(DATA FOR ANALYSIS):
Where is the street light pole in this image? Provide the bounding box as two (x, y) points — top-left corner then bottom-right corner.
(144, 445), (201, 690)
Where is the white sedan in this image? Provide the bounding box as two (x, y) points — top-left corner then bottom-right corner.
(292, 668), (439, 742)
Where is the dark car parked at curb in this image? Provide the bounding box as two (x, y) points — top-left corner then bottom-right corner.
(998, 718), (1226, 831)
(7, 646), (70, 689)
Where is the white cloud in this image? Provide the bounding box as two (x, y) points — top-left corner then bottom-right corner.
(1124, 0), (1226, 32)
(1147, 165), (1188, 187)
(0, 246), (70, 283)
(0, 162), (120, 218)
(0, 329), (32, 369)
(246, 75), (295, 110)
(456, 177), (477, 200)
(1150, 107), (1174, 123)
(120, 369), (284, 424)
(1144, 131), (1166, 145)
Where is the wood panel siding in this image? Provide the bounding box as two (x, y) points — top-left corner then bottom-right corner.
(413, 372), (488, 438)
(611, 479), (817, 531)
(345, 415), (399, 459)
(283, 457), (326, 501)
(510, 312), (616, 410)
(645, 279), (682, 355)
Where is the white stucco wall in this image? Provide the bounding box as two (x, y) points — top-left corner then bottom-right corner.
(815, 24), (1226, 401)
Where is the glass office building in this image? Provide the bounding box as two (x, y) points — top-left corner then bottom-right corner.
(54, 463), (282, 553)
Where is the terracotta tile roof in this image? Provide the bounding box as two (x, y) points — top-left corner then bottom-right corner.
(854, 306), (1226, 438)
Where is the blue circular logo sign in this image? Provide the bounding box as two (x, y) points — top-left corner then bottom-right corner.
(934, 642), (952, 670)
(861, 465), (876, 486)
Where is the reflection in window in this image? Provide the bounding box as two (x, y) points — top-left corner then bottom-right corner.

(THE PROBLEM): Repeat the data. Leave nothing out and change nothing.

(RESULT OF THIS TASK):
Where is the street light pole in this image? Provide the bounding box as two (x, y) points — top-left corner then bottom-right corner.
(144, 445), (201, 690)
Where is the white sedan in this image? Provide the bounding box as two (x, y) points — top-left corner then bottom-right corner.
(292, 668), (439, 742)
Where is the dark car parked at curb in this image? Provide the bounding box as two (x, y) points — top-left corner then bottom-right corner.
(998, 718), (1226, 831)
(7, 646), (70, 689)
Where is the white cloud in this image? Provide the bounding box as two (x, y) points — top-left corner then bottom-right corner.
(1124, 0), (1226, 32)
(1147, 165), (1188, 187)
(0, 246), (70, 283)
(0, 162), (120, 218)
(0, 329), (32, 369)
(246, 75), (295, 110)
(456, 177), (477, 200)
(1150, 107), (1174, 123)
(120, 369), (284, 424)
(1144, 131), (1166, 145)
Where is the wood panel siding in this image? Provide the bounding box as two (x, y) points — top-left corner then bottom-right corner.
(413, 372), (488, 438)
(611, 479), (817, 531)
(345, 415), (399, 459)
(283, 457), (326, 501)
(510, 312), (616, 410)
(645, 279), (682, 355)
Where is the white stucco wall in this image? Provide the bounding box as two (x, y) points — top-left corner then bottom-right corner.
(815, 24), (1226, 401)
Where is the glass office building in this image? Provide the bounding box as two (x, y) points — top-left corner then bottom-right corner.
(54, 463), (282, 553)
Where is the terracotta tile roof in this image? Provide the bounding box as two (x, y) points — top-left corner then bottom-right corner.
(854, 306), (1226, 438)
Where is the blue circular logo sign in this image? Provide the bounding box as two (x, y) points — top-left corner then bottom-right corner.
(934, 642), (952, 670)
(861, 465), (876, 486)
Where is the reflection in window in this image? Provide the bounding box as two (x, y) points — top-left corner then bottom-right corner.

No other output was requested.